__Required tasks__:
1. Translate this sentence from the article on São Paulo's coronavirus outbreak into Spanish: "In São Paulo, 90% of ICU beds are occupied."
2. According to the article on São Paulo's coronavirus outbreak, how many hydroxychloroquine pills produced by the army has the Brazilian government distributed since the start of the crisis?

Hospitals nearing capacity. Deaths soaring. A president urging people back to work. São Paulo, the largest city in the Western Hemisphere, is emerging as the coronavirus pandemic’s latest global hot spot.
Confirmed cases in the city have soared 34%, and at least 510 people have died in the past week as the public health infrastructure buckles and Brazilian President Jair Bolsonaro continues to shrug off the crisis.
“This is the picture of Bolsonaro’s Brazil,” said Gerson Salvador, an infectious-disease specialist in the intensive care unit at São Paulo’s University Hospital. “People are being exterminated. There is no organized system to care for them, they are being advised to go out, and given no alternative but to work.”
Across Brazil, more than 1,000 people died of the coronavirus on Tuesday. The country now ranks third worldwide in confirmed cases, with 255,000. It trails the United States and Russia. In São Paulo, a city of 12 million people in a metropolitan area of 22 million, suspected deaths of COVID-19 have surged more than fivefold in the past month.
On Tuesday, President Donald Trump, who has maintained friendly ties with fellow populist Bolsonaro, said he was considering banning travel from the country.
“Brazil is having some trouble, no question about it,” Trump told reporters at the White House. “I don’t want people coming in here and infecting our people.”
As Brazil’s death count has climbed over the past two months, the federal government’s response has unraveled. From the beginning, Bolsonaro has dismissed the virus as nothing but a “little flu” and encouraged people to get back to work. He’s gone through two health ministers, both of whom refused to promote the use of hydroxychloroquine as a treatment for the virus.
Asked about the rapidly rising cases last month, the president responded: “So what? I’m sorry, what do you want me to do?”
As patients flood hospitals, state governors are scrambling to issue stay-home orders. In São Paulo, 90% of ICU beds are occupied. Family members of patients wait outside hospitals for news of their loved ones, their masks wet with tears.
In Brazil’s hospitals, doctors say they are fighting a battle on two fronts: against the outbreak and against the misinformation circulating about it.
Last month, Salvador said, he directed a patient struggling in his ICU. Breathe, Salvador told the man. You have a coronavirus infection that is affecting both of your lungs. We are going to have to intubate you and connect you to a machine to help you breathe.
No, doctor, the patient wheezed, according to Salvador. I’d rather try hydroxychloroquine.
Bolsonaro has been promoting the drug, used to fight malaria, contradicting public health experts and the Pan American Health Organization, which has questioned its efficacy and warned of potentially harmful side effects.
The government has distributed nearly 3 million hydroxychloroquine pills produced by the army since the start of the crisis. On Wednesday, a day after Trump claimed to be taking daily doses, Bolsonaro’s administration planned to issue a protocol recommending that doctors prescribe it at the first sign of coronavirus.

__Entries shown__:
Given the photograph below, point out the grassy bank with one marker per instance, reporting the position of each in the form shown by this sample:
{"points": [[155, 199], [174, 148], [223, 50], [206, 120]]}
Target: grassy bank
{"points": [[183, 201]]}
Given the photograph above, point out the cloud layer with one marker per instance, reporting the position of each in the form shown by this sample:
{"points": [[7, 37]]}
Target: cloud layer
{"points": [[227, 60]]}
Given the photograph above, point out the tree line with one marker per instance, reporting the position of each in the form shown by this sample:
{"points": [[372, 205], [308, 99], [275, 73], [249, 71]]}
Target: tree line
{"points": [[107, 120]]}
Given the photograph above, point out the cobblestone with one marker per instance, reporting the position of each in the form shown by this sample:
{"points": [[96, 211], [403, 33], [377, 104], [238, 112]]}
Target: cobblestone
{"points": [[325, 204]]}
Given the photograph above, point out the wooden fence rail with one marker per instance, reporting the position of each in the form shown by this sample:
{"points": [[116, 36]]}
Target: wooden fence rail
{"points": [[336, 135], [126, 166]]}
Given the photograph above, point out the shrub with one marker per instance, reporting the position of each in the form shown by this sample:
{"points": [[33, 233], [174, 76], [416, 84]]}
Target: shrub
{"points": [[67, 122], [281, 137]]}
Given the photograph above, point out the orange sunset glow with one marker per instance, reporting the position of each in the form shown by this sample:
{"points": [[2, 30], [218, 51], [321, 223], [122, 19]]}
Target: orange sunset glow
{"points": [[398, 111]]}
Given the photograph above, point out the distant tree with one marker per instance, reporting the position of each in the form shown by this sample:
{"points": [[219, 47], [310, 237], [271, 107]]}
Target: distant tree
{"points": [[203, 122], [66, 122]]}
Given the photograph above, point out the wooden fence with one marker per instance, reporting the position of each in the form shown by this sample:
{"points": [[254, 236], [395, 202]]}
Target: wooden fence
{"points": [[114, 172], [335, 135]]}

__Answers to the exercise__:
1. En São Paulo, el 90 % de las camas de UCI están ocupadas.

2. Nearly 3 million.